Assigned task: Output every entry exactly, without any pictures.

Data supplied:
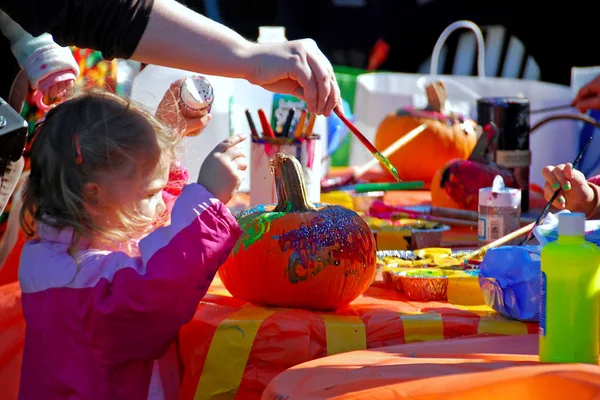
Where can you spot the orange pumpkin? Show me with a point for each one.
(457, 184)
(447, 136)
(296, 254)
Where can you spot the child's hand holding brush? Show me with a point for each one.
(577, 195)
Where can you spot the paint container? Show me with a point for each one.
(197, 96)
(308, 151)
(362, 202)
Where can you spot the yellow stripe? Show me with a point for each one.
(228, 353)
(422, 327)
(502, 326)
(344, 333)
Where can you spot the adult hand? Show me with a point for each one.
(171, 112)
(577, 194)
(298, 68)
(588, 97)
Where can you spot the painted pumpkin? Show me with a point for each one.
(296, 254)
(447, 136)
(457, 184)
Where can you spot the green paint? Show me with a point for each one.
(386, 163)
(255, 223)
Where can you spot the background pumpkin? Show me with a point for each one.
(448, 136)
(296, 254)
(457, 184)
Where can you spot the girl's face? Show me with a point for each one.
(138, 190)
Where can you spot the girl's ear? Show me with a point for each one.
(91, 192)
(91, 196)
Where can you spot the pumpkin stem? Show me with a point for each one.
(290, 184)
(436, 97)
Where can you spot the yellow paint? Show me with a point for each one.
(502, 326)
(422, 327)
(464, 289)
(344, 333)
(228, 353)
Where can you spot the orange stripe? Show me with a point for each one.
(421, 327)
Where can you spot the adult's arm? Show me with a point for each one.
(113, 27)
(164, 32)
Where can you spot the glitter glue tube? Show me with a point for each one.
(264, 122)
(569, 329)
(499, 212)
(197, 96)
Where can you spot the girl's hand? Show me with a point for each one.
(222, 172)
(588, 96)
(170, 111)
(299, 68)
(576, 195)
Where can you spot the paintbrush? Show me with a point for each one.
(552, 108)
(497, 243)
(556, 194)
(300, 125)
(382, 159)
(264, 122)
(253, 130)
(311, 125)
(288, 123)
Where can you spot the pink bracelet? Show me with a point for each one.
(39, 101)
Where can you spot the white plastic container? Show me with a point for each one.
(499, 211)
(232, 98)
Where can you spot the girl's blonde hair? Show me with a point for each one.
(91, 134)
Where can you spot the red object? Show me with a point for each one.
(264, 122)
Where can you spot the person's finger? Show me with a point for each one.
(549, 192)
(334, 97)
(322, 76)
(574, 176)
(550, 177)
(52, 91)
(588, 103)
(241, 163)
(230, 142)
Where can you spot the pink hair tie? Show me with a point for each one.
(39, 101)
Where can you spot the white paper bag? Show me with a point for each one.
(379, 94)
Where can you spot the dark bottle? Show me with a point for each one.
(510, 115)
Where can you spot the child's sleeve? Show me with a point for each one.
(44, 61)
(140, 311)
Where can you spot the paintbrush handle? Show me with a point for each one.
(264, 122)
(311, 125)
(432, 218)
(397, 145)
(499, 242)
(300, 125)
(552, 108)
(356, 132)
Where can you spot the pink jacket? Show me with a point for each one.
(94, 329)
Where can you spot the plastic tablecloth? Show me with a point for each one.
(232, 349)
(466, 369)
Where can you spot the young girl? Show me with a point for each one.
(103, 311)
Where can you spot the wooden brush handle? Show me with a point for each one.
(497, 243)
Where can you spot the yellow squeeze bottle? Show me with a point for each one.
(569, 330)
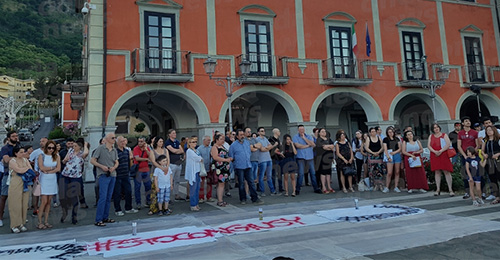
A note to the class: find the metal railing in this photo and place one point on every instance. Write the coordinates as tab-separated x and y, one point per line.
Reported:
346	68
156	60
262	65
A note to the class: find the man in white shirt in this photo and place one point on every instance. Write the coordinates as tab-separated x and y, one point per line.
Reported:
33	157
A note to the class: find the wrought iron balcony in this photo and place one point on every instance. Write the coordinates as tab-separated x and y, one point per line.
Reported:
346	72
160	65
482	75
264	69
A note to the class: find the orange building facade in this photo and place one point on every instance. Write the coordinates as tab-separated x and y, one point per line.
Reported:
145	59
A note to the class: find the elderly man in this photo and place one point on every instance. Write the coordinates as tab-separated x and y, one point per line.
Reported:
122	184
141	157
204	150
105	160
305	156
240	151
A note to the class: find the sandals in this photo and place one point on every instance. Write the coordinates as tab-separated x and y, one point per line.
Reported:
100	224
41	226
222	204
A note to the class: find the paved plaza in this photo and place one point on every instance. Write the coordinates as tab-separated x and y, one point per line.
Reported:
449	229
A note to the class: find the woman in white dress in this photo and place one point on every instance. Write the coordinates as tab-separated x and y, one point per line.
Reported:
49	164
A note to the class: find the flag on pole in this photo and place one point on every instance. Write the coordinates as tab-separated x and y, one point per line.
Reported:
354	40
368	42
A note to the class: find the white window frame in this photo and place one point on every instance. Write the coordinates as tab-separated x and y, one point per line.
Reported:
267	17
338	19
414	26
170	7
474	32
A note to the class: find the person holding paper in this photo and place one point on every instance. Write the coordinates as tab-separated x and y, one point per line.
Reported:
392	156
415	176
438	144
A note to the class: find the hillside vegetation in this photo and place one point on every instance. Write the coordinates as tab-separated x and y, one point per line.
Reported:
40	38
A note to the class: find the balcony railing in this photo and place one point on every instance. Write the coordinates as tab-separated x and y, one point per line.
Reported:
346	72
264	69
160	65
483	75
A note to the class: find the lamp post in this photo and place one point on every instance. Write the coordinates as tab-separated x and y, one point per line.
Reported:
432	85
228	83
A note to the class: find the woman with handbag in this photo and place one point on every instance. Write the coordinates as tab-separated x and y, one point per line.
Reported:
415	176
18	196
158	149
392	156
438	144
324	153
221	162
345	159
192	173
491	153
377	168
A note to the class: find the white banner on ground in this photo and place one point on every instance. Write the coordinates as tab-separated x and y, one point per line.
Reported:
149	241
269	223
367	213
63	250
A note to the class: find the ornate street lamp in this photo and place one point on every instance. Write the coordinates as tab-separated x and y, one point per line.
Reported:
228	83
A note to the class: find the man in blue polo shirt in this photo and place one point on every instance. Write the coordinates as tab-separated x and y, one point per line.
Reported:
122	184
305	156
6	154
240	151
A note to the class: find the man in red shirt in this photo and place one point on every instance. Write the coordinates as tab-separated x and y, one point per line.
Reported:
466	137
141	156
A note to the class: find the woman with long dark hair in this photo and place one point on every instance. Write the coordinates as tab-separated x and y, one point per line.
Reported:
491	153
438	144
49	163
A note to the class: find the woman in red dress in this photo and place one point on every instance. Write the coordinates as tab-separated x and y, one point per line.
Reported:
438	144
415	177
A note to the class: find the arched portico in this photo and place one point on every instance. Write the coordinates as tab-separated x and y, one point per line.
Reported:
179	104
270	100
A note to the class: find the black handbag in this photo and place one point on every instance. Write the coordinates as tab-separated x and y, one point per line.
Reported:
349	171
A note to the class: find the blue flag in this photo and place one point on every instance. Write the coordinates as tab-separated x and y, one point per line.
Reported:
368	42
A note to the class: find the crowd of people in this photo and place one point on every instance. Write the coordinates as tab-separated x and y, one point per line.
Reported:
52	175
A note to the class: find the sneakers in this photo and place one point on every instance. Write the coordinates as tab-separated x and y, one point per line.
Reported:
491	197
258	202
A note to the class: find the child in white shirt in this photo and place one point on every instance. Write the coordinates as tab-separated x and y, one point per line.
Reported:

Result for this exercise:
Where can you spot the orange pumpkin? Show me with a point for each one.
(457, 184)
(447, 136)
(296, 254)
Where can you spot the child's hand holding brush? Show me with a point for each one.
(577, 195)
Where can you spot the paint container? Show me with a point for each one.
(197, 96)
(308, 151)
(362, 202)
Where can you spot the yellow stripe? Show me with a point for each one.
(228, 353)
(422, 327)
(502, 326)
(344, 333)
Where can you spot the adult hand? Show me with a point for each one.
(171, 112)
(577, 194)
(298, 68)
(588, 97)
Where can you spot the painted pumpkin? Show me with a point for each one.
(296, 254)
(447, 136)
(457, 184)
Where can you spot the green paint? Show me with a point for each one.
(386, 163)
(255, 223)
Where can you spot the background pumpkin? Show me with a point for each one.
(448, 136)
(296, 254)
(457, 184)
Where can you spot the girl's face? Show me with a point for each one.
(138, 190)
Where can you spot the girl's ear? Show me with a point for each one.
(91, 192)
(91, 196)
Where can you spot the pumpkin stem? Show me with a point for each one.
(290, 184)
(436, 97)
Where can you spot the yellow paint? Show me with a point for each one.
(502, 326)
(422, 327)
(464, 289)
(344, 333)
(228, 353)
Where can you spot the orange stripe? Show me with a point for each one.
(421, 327)
Where can you spot the adult's arm? Show me with a point for each one.
(113, 27)
(164, 32)
Where can you spot the glitter glue tube? Show me with a point for each one.
(264, 122)
(569, 329)
(499, 212)
(197, 96)
Where can you spot the girl's hand? Show me with a point for each one.
(222, 172)
(588, 96)
(170, 111)
(299, 68)
(576, 195)
Where can you spot the paintbrush? Show me with a point for each one.
(552, 108)
(497, 243)
(556, 194)
(300, 125)
(382, 159)
(264, 122)
(253, 130)
(311, 125)
(288, 123)
Where can you spot the pink bracelet? Show me with a point for each one.
(39, 101)
Where can you spot the white plastic container? Show me with a point for each one.
(499, 211)
(232, 98)
Where can you spot the girl's blonde hair? Show me with a point for each one.
(91, 134)
Where can you spot the red object? Show me with a point for each one.
(264, 122)
Where can you spot the person's finger? Show me with a point for each one.
(549, 192)
(334, 97)
(322, 76)
(574, 176)
(550, 177)
(52, 91)
(588, 103)
(241, 163)
(230, 142)
Where can you spot the pink hair tie? Show me with a point for each one.
(39, 101)
Where can you spot the white paper bag? Show me with a point for each one.
(379, 94)
Where can you spot the dark bottle? Show me with a point for each one.
(510, 115)
Where can you spot the child's sleeve? Show me with a point for each one.
(44, 61)
(140, 311)
Where can you spot the paintbrush handle? Show me with a point for each one.
(264, 122)
(311, 125)
(432, 218)
(397, 145)
(499, 242)
(300, 125)
(552, 108)
(356, 132)
Where can you spot the pink jacket? Show me with a point for each one.
(94, 329)
Where can you spot the plastic tablecloth? Show me with a point for each one.
(232, 349)
(466, 369)
Where can you spot the young girl? Show me with a point for each one.
(103, 311)
Where can you spot the wooden brush handle? Show me with a point for each one.
(497, 243)
Where can you spot the yellow squeeze bottle? Show me with a point for each one.
(569, 330)
A note to the class: find the metal railing in this photo and place one point on every instance. Write the coordinates as tab-separated x and y, one point per line.
Reported:
346	68
156	60
262	65
A note to the class: find the man in white shirt in this photo and place one point on every instance. Write the coordinates as tab-separated x and y, one point per line.
Reported:
33	157
A note to the class: find the wrought iron balcony in this photo and place one point on every instance. Write the coordinates as tab-separated x and y, one point per line.
Reported:
346	72
160	65
482	75
264	69
A note to the class: find the orange building facade in this photo and place one point on every instance. Write the coordinates as tab-separated x and y, one point per line.
Reported:
145	59
A note to the class: find the elderly man in this photo and place one point on every instance. Write the coordinates as tab-separated x and y, one point per line.
Reported:
122	184
141	157
204	150
105	160
305	156
240	151
A note to the class: find the sandals in this photo and place one point on every instance. Write the coordinates as tab-separated x and y, one point per line.
Reported:
100	224
41	226
222	204
A note to the class: find the paved plaza in this photo and place one point on every instance. Write the coordinates as tab-separated x and y, one point per line.
Reported:
449	229
A note to the class: find the woman in white dress in this photo and place one point on every instance. Write the coordinates as tab-separated x and y, one point per line.
Reported:
49	164
A note to the class: find the flag on pole in this photo and place one point on every instance. Write the coordinates as tab-separated x and y, one point per line.
Reported:
354	40
368	42
A note to the class: find the white window frame in this photo and place one point on every instance. Write the coordinates as tab-separated x and y, one point per line.
Reported:
267	17
338	19
414	26
170	7
474	32
A note to the class: find the person holding paper in this photo and place one point on every instance. Write the coordinates as tab-separated x and y, one point per line.
Reported:
392	156
415	176
438	144
A note to the class: find the hillside vegetation in this photo and place one point on every instance. Write the coordinates as tab-separated x and y, one point per line.
Reported:
40	38
A note to the class: find the balcony railing in this photo and place one point on every instance. Write the coordinates as tab-separated x and y, one point per line.
Reported:
346	72
264	69
160	65
483	75
A note to the class: find the lamp post in this photo and place one point on every instance. Write the coordinates as tab-separated x and y, one point per line.
Reported:
432	85
228	83
A note to the class: find the woman with handbag in this photo and place one point on every instance. Write the coordinates as tab-separated x and y, one point per line.
Reported:
415	176
18	196
158	149
392	156
438	144
324	153
221	162
345	159
192	173
491	153
377	168
A note to the class: find the white banner on ground in this photo and place one point on every instance. Write the coordinates as tab-separated x and y, one point per line.
Reported:
149	241
269	223
367	213
63	250
A note to the class: find the ornate street lamp in this photo and place one point on every instance. Write the coordinates as tab-separated x and y, one point per line.
Reported:
228	83
A note to the class: find the man in blue polo shirt in this photo and place one point on every instance. Write the coordinates as tab-separated x and y, one point per line.
Reported:
122	184
305	156
6	154
240	151
A note to the class: find the man in red shirt in this photo and place one point on every instance. Write the coordinates as tab-separated x and y, one point per line.
Reported:
466	137
141	156
A note to the class: find the woman with long dark hair in this photo and place one point on every instance. Write the coordinates as tab-separated x and y, one point per line.
Reported:
491	153
438	144
49	163
A note to the class: find the woman in red dress in this photo and place one point on every instance. Write the coordinates as tab-separated x and y, one point per line.
Reported:
438	144
415	177
A note to the class: find the arched portico in this photo and place one point on every instance. Write the coordinates as tab-separated x and y, one point per line.
Reported:
179	104
270	100
A note to the class: find the black handbag in this photo and place one point on every instance. Write the coordinates as tab-separated x and y, one point per line.
Reported:
349	171
A note to the class: find the blue flag in this photo and place one point on every instance. Write the coordinates as tab-separated x and y, one point per line.
Reported:
368	42
A note to the class: find the crowd of people in this photo and place one point on every instance. Write the coordinates as tab-separated x and y, one point per line.
Reported:
52	175
A note to the class: find the sneakers in this photo and place one point on every instance. Write the coordinates as tab-separated x and y, one point per line.
Reported:
491	197
258	202
A note to the class: find the child in white shirt in this photo and place one point on every instance. Write the coordinates as tab-separated x and y, one point per line.
Reported:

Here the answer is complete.